*PROBLEM DETAILS*. Please copy every record below exactly, leaving out the pictures.

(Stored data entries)
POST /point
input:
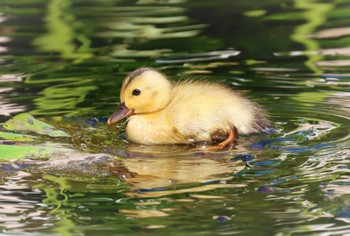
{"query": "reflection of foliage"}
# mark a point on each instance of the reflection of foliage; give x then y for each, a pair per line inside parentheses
(61, 35)
(64, 98)
(315, 16)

*OUTPUT BELOW*.
POST /point
input:
{"query": "reflection of foliage"}
# mark a point on each instance of the reflection of foliage; give x then y for each, a pair per line inside parentheses
(61, 35)
(64, 98)
(315, 16)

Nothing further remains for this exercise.